### Task details
Rewrite the entries below, putting "jacket collar" in place of "shirt collar" each time it occurs and leaving everything else as it is.

****************************************

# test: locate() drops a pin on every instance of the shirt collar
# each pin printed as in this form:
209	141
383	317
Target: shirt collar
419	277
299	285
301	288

****************************************

### Response for this exercise
# test: locate() drops a pin on every instance of the jacket collar
# each pin printed as in this form:
209	141
383	317
Target: jacket collar
419	277
299	285
301	288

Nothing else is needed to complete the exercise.